WHAT YOU NEED TO DO » Copy the lines of the entries exactly, from the opening one to the one holding "Identify player's leg in this screenshot.", and leave out everything after.

== RECORDED DATA

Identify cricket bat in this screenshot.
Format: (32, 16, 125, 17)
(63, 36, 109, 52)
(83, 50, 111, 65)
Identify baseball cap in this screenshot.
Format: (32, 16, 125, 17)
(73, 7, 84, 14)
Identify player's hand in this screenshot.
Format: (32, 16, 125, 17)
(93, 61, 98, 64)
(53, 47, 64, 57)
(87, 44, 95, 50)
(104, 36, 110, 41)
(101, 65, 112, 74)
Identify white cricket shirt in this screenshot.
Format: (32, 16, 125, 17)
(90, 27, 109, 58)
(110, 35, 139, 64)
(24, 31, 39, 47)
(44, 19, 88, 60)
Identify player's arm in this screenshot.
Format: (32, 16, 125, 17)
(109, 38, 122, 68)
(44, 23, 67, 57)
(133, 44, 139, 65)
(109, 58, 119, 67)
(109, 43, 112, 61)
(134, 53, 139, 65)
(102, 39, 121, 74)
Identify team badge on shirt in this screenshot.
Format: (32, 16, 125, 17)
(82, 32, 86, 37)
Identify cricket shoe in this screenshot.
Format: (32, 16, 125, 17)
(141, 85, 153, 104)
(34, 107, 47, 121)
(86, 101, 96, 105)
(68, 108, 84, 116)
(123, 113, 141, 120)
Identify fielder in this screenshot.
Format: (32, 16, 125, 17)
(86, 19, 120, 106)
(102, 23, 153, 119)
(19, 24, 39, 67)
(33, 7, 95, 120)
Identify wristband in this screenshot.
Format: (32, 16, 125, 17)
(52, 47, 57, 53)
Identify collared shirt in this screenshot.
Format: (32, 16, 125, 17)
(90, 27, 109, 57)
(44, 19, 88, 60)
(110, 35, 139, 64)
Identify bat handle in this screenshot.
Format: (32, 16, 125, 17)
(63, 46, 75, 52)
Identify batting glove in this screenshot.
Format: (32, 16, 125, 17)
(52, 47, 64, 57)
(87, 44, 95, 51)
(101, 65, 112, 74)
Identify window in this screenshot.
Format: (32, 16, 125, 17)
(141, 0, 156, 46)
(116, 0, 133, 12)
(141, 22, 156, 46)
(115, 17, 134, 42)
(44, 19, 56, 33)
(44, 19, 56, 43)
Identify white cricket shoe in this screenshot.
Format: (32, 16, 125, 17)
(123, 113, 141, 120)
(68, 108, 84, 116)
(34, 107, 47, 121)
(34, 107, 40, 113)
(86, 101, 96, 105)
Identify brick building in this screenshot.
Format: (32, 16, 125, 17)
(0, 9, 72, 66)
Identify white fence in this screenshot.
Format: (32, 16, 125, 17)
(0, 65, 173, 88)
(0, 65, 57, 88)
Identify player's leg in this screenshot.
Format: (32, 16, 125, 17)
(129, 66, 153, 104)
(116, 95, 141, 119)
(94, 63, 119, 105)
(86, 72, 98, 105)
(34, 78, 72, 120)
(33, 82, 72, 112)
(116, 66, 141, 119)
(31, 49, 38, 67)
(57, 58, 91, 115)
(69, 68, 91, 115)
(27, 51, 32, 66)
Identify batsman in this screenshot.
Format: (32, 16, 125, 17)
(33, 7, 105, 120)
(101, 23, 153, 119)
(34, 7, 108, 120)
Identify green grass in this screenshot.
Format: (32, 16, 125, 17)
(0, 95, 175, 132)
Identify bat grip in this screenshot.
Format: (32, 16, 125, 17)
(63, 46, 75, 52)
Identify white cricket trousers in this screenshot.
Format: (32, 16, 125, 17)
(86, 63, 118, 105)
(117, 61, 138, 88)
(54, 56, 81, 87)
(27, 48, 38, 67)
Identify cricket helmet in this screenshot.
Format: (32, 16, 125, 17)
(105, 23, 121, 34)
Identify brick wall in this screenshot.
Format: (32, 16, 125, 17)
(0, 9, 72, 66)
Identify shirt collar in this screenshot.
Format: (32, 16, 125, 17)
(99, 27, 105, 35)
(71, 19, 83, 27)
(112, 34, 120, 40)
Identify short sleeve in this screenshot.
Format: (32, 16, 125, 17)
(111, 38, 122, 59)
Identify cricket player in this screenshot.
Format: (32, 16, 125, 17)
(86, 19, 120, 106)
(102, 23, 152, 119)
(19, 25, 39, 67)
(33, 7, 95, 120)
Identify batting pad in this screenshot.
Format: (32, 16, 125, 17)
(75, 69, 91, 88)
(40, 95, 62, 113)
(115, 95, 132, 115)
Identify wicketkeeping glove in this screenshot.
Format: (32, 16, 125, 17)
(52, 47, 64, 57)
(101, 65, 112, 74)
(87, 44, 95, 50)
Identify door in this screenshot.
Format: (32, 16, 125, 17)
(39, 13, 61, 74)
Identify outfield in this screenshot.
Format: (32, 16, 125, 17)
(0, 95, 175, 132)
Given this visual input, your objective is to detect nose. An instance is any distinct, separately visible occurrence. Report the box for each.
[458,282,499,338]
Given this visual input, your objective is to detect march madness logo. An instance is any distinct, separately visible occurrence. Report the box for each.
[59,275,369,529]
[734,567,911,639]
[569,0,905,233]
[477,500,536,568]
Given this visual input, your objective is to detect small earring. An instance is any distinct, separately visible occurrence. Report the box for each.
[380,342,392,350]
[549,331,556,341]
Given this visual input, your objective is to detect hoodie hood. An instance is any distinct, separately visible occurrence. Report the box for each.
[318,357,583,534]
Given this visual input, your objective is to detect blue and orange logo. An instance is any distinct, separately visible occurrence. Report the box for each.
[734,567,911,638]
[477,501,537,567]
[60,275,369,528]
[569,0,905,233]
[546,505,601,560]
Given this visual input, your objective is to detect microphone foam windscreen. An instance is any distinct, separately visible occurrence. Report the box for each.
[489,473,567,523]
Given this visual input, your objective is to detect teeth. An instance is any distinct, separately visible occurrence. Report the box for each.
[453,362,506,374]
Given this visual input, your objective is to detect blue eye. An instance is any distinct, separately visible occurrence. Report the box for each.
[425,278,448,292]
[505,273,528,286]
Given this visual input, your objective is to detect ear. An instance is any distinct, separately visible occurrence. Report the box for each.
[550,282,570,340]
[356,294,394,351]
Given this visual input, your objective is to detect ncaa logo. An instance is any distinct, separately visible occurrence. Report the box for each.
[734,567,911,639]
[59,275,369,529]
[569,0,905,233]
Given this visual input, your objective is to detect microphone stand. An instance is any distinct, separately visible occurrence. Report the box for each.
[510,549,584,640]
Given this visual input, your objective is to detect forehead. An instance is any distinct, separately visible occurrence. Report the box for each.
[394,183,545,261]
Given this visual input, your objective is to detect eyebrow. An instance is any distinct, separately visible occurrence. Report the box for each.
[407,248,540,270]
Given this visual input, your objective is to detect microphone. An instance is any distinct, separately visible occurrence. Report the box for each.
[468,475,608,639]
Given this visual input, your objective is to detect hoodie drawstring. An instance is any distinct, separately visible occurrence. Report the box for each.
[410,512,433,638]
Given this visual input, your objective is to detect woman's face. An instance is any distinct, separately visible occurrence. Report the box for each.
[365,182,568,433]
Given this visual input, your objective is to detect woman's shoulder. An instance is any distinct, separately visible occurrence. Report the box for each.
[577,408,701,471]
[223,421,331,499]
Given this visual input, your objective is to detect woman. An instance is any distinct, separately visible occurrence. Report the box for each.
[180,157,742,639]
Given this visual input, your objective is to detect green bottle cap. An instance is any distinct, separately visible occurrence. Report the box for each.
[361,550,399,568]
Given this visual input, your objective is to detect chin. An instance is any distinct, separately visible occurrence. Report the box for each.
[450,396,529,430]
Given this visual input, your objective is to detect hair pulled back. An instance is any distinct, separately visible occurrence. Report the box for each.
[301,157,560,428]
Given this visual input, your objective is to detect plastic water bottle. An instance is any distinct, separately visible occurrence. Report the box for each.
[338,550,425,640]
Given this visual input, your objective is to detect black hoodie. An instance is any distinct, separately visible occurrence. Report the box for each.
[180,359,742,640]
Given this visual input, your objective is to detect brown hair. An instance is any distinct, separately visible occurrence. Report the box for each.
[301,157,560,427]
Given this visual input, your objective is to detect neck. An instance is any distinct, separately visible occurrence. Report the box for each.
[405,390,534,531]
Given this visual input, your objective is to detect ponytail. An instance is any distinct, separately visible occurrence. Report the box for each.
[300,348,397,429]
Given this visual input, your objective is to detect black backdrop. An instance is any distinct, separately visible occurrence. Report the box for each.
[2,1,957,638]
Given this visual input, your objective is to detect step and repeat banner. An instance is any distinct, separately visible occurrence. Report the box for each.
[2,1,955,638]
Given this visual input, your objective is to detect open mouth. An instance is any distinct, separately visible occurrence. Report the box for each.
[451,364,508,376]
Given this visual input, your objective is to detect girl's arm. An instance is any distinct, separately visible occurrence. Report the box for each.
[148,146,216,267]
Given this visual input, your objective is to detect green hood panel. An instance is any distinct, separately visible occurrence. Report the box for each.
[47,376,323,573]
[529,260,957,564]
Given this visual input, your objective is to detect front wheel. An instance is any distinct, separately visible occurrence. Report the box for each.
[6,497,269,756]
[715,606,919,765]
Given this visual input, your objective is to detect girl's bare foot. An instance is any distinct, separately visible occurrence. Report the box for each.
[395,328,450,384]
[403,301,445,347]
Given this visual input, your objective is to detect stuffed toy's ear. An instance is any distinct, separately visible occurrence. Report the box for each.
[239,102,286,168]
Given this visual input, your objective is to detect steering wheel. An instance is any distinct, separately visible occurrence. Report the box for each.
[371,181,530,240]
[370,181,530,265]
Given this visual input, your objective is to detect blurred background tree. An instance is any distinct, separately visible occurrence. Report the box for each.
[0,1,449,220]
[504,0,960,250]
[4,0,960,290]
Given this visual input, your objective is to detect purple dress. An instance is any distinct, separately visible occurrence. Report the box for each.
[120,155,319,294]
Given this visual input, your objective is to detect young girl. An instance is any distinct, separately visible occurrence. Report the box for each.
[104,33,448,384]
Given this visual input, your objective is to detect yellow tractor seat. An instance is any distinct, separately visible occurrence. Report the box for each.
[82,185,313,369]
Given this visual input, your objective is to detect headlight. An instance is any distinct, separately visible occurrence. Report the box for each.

====

RESPONSE BOX »
Identify cricket bat in this screenshot.
Format: (32, 16, 125, 17)
(63, 36, 109, 52)
(83, 50, 111, 65)
Identify baseball cap in this screenshot.
Format: (32, 16, 125, 17)
(73, 7, 84, 14)
Identify player's hand in this screenshot.
Format: (32, 16, 125, 17)
(93, 61, 98, 64)
(53, 47, 64, 57)
(87, 44, 95, 50)
(104, 36, 110, 41)
(101, 65, 112, 74)
Identify white cricket shirt in this screenshot.
Format: (32, 16, 125, 17)
(90, 27, 109, 58)
(110, 35, 139, 64)
(24, 31, 39, 47)
(44, 19, 88, 60)
Identify player's arm in this screenshot.
Format: (32, 16, 125, 17)
(109, 38, 122, 68)
(44, 23, 67, 57)
(133, 44, 139, 65)
(109, 58, 119, 67)
(109, 43, 112, 61)
(134, 53, 139, 65)
(102, 39, 121, 74)
Identify team badge on shirt in this screenshot.
Format: (32, 16, 125, 17)
(82, 32, 86, 37)
Identify cricket shoe in this screenshot.
Format: (32, 16, 125, 17)
(141, 85, 153, 104)
(34, 107, 47, 121)
(86, 101, 96, 105)
(68, 108, 84, 116)
(123, 113, 141, 120)
Identify fielder in this screenshot.
Format: (32, 16, 125, 17)
(86, 19, 120, 106)
(102, 23, 153, 119)
(19, 24, 39, 67)
(33, 7, 95, 120)
Identify wristband in this screenshot.
Format: (32, 16, 125, 17)
(52, 47, 57, 53)
Identify collared shirt in this screenshot.
Format: (32, 16, 125, 17)
(90, 27, 109, 57)
(44, 19, 88, 60)
(110, 35, 139, 64)
Identify bat handle in this screenshot.
Format: (32, 16, 125, 17)
(63, 46, 75, 52)
Identify batting glove in this screenshot.
Format: (32, 16, 125, 17)
(52, 47, 64, 57)
(87, 44, 95, 51)
(101, 65, 112, 74)
Identify window in this screenshot.
Format: (32, 16, 125, 17)
(141, 0, 156, 46)
(116, 0, 133, 12)
(141, 22, 156, 46)
(115, 17, 134, 42)
(44, 19, 56, 33)
(44, 19, 56, 43)
Identify white cricket shoe in this screenshot.
Format: (32, 16, 125, 17)
(123, 113, 141, 120)
(68, 108, 84, 116)
(34, 107, 47, 121)
(34, 107, 40, 113)
(86, 101, 96, 105)
Identify brick building in this screenshot.
Format: (32, 16, 125, 17)
(0, 9, 72, 66)
Identify white fence in this screenshot.
Format: (32, 16, 125, 17)
(0, 65, 173, 88)
(0, 65, 57, 88)
Identify player's leg in this screenshot.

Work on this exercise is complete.